Not to mention having TFM in your life makes things so much easier. When Christians do good unto others, they are said to possess the spirit of the Lord. TFM does you a solid and takes God’s goodness one step further—it possesses you, kindly relieving you of all responsibility to anyone, anywhere! When you become an agent of TFM (along with, say, 300 million other people), all you have to do is keep your eye on the scoreboard and everything will be AY-OK. As long as you’ve got more of TFM’s holy goodness than others, you’re fulfilling your duty to everyone else and, in a way, making sure they’ll be taken care of. Well, by ‘taken care of’ I mean…well, whatever happens to them, it’s TFM’s will anyways. After all, money is TFM’s corollary to God’s love—some people are blessed to have it; others, well, fuck them. They aren’t working/praying hard enough or some shit. It’s TFM’s will.
Religion is perhaps the most mysterious of human activities, worshipping god(s) who may or may not care about you and your neighbor, all dependent on your choice of scripture and interpretation. Yet even with its mystery and obscurity, core elements of hipster ‘taste’, religion remains unpopular among them. Maybe it has something to do with the simplicity of the message offered by several religious groups. Protestants offer eternal salvation in exchange for the simple task of accepting Jesus as your savior. Dull as shit. Where’s the science? Where’s the Derridian double-speak that only makes sense when under the influence of a particularly potent batch of pot brownies?

Source data

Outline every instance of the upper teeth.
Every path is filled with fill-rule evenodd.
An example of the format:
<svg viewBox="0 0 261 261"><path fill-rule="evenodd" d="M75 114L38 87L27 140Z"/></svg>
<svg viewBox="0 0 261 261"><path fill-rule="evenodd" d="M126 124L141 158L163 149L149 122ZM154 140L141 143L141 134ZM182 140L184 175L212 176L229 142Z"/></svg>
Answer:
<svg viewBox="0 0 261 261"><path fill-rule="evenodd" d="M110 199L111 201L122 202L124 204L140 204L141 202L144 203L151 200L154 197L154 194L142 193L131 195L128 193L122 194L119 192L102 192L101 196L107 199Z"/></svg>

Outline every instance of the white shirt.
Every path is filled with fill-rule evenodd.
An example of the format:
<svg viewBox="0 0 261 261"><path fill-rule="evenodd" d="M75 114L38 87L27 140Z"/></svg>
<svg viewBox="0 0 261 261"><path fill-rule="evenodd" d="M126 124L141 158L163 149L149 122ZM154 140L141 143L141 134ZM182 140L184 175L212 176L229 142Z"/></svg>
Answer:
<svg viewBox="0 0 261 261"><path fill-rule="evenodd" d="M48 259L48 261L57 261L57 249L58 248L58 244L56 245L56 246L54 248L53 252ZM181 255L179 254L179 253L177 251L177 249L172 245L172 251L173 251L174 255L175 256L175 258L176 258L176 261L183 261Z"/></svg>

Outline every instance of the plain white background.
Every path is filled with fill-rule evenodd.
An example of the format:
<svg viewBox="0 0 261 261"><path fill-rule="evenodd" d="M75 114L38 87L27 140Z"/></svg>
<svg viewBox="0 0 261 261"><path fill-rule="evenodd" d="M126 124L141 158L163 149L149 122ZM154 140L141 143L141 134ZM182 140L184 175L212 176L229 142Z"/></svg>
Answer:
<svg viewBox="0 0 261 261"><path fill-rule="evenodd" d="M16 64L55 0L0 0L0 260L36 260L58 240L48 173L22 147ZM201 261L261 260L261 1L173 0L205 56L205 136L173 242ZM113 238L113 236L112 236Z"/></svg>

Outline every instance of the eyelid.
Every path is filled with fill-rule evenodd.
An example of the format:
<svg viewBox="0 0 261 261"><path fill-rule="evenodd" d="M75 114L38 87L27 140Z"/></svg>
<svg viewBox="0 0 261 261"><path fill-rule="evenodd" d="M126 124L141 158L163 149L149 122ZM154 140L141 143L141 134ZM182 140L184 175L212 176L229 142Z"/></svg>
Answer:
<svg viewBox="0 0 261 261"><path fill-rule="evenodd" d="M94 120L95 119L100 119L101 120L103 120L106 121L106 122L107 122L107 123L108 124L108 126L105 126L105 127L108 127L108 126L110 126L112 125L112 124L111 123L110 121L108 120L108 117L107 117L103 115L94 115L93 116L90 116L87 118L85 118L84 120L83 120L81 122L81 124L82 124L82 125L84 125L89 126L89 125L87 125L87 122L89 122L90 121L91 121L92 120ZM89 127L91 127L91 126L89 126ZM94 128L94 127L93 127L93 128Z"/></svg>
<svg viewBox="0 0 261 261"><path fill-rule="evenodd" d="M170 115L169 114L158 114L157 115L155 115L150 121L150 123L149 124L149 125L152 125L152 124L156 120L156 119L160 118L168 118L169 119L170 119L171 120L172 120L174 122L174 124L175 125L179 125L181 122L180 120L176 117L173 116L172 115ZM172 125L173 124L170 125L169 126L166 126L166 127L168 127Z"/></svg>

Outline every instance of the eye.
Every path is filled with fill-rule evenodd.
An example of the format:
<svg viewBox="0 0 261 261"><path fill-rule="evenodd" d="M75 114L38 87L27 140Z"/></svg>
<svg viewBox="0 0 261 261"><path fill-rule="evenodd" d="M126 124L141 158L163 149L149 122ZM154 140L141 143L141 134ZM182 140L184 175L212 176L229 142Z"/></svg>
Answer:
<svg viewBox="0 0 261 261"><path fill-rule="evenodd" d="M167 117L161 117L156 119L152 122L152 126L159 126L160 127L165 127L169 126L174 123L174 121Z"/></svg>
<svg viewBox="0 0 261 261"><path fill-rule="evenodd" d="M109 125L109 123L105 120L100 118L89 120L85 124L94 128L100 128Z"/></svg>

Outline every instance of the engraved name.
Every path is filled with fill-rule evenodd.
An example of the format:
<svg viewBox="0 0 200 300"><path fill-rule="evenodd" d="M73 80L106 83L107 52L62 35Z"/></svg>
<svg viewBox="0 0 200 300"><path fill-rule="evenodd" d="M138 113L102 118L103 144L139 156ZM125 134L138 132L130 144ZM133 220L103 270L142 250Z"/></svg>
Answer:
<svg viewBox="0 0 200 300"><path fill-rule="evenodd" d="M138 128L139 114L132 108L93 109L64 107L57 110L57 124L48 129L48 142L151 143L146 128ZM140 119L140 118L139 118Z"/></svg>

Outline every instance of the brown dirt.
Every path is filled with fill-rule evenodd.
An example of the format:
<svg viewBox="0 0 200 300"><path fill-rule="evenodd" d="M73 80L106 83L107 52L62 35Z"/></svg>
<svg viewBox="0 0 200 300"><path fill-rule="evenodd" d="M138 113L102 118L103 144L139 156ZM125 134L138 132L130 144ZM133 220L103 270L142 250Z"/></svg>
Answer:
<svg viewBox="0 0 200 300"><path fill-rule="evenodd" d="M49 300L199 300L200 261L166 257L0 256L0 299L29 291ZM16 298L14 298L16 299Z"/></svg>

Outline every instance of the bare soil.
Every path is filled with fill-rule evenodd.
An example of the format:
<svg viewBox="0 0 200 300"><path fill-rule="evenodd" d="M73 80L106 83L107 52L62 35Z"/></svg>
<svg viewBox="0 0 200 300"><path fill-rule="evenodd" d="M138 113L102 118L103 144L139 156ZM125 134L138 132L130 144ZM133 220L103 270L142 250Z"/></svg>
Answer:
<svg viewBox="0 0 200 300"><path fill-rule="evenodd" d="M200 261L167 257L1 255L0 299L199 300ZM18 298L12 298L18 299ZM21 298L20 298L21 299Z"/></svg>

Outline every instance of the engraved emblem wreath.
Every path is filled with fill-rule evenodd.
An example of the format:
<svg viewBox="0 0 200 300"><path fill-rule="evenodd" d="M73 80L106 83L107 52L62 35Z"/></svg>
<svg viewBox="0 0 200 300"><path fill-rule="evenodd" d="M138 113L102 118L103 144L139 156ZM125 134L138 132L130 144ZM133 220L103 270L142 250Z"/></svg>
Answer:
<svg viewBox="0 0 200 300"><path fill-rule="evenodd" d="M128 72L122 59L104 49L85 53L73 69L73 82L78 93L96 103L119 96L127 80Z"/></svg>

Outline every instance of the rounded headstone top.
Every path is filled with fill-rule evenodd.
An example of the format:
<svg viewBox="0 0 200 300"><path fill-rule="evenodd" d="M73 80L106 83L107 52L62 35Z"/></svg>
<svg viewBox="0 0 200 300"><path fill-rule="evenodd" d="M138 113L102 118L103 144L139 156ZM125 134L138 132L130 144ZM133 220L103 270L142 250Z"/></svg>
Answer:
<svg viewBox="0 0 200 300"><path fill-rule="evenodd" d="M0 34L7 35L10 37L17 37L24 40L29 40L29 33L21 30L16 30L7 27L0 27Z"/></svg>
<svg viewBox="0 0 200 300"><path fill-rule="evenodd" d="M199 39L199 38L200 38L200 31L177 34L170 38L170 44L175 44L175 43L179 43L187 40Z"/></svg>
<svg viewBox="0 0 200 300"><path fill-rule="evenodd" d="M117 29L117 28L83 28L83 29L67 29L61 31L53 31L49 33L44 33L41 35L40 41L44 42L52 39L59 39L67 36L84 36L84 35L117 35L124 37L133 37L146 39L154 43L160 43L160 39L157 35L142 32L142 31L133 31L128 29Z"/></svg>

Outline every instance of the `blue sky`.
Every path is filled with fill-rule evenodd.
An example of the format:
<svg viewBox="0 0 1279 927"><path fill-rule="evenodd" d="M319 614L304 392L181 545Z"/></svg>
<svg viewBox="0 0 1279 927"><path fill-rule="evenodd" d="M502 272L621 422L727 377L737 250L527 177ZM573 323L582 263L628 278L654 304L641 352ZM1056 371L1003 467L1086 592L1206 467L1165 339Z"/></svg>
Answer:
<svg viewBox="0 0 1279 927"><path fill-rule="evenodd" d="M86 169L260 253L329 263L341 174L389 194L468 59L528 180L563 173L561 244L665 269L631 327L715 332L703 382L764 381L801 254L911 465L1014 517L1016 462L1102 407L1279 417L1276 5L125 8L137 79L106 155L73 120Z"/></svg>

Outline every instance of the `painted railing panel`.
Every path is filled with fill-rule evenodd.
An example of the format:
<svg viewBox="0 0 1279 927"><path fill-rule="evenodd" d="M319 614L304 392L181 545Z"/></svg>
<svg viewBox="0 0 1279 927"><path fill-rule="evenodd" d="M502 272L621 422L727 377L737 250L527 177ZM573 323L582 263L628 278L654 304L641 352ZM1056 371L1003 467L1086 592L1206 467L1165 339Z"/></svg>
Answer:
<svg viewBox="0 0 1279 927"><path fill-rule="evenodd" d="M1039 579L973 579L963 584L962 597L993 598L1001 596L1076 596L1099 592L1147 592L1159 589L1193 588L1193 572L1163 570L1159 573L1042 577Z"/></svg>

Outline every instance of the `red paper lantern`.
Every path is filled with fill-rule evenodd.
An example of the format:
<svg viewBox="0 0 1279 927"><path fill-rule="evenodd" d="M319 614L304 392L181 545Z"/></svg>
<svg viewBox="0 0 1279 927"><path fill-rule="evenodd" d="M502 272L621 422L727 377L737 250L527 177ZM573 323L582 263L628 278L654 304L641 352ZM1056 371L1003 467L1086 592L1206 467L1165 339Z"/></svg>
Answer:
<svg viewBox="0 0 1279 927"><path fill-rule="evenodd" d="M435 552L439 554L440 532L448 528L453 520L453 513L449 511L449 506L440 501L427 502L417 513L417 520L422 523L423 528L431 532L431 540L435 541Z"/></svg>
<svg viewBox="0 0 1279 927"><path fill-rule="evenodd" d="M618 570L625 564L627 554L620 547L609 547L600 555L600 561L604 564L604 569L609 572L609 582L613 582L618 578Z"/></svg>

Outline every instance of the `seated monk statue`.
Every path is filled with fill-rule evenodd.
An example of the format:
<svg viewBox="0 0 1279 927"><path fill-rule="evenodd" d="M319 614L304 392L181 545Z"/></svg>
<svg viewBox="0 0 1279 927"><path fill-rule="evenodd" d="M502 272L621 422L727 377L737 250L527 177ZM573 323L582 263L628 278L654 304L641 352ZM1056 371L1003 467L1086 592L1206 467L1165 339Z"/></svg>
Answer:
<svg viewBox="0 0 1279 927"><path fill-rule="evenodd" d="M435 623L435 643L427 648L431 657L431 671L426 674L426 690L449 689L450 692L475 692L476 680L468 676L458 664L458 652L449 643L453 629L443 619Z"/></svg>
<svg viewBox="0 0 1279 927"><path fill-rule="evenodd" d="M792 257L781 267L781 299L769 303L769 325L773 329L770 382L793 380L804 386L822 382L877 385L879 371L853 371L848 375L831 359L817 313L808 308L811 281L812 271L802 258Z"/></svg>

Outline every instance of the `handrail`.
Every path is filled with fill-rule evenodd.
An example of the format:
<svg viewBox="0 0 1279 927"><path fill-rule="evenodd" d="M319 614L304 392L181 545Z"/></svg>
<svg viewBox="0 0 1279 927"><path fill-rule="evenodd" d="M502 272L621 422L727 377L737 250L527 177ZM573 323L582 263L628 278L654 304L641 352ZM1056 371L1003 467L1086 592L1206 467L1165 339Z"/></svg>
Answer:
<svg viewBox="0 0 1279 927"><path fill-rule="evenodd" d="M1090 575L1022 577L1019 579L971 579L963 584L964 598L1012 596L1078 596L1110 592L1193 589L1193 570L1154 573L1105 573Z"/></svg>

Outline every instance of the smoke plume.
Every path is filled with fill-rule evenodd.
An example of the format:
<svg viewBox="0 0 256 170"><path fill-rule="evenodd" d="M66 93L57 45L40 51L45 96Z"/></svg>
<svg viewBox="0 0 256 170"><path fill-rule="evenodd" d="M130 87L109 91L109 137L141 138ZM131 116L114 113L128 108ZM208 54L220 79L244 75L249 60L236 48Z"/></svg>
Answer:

Brief 1 -
In the text about TFM and religion, what do Protestants offer in exchange for accepting Jesus as your savior?
Brief 2 -
Pick up the text about TFM and religion from where it stops and keep it going.

Result 1 -
Eternal salvation.

Result 2 -
It’s much cooler to talk about ‘science’, economics, and markets than it is to say we should simply care about one another. Hipsters use knowledge as a way of doing two things: (1) acquiring power over others and (2) avoiding responsibility, which is, perhaps , the very definition of economics: the science of avoiding responsibility. What most people associate with the term ‘hipster’ is someone who possesses an obscure knowledge about something (usually music) and uses it to establish a Foucauldian knowledge-power relationship and bludgeon their opponents into silence. Similarly mainstream economic conservatism has to constantly refer to obscure knowledges about aggregations of people’s labor in order to justify its policy recommendations. Conservatism is forced to beg the question about efficiency because it is not, and never has been, a human value. Efficiency is something that happens at a level of analysis far-removed from everyday human storytelling and that’s why economics has to assume not only the existence of market efficiency but also its human desirability. It’s nearly impossible to speak of a ‘leftist economics’—if Marx was really a political economist it was only because he critiqued the shit out of capitalism. He never articulated the ‘economics’ of the Kingdom of Freedom precisely because it doesn’t exist. The Revolution is inexorably bound up in the HUMAN individual, not the worker-human that makes an appearance in name-only in economic treatises. The truly leftist project is one that abandons any pretense to economic ‘principles’ and proceeds instead on the basis of human values.
Unless conservatism really is God's chosen way of discursively representing human beings, then we can't even consider it a human science. No wonder hipsters love The Free Market: all the obsequiousness to obscurity contained in religion without any of the attendant responsibility! It’s a trust fund for your conscious!